**Exercise aim:**
Output every entry verbatim.

**Material for this exercise:**
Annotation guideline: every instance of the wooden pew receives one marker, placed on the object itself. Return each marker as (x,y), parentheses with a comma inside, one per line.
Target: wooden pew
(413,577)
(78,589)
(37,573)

**Answer space:**
Annotation guideline: every instance of the wooden pew receives one marker, placed on the object itself. Return each marker as (x,y), parentheses with a comma inside, one per line.
Target: wooden pew
(413,577)
(78,589)
(37,573)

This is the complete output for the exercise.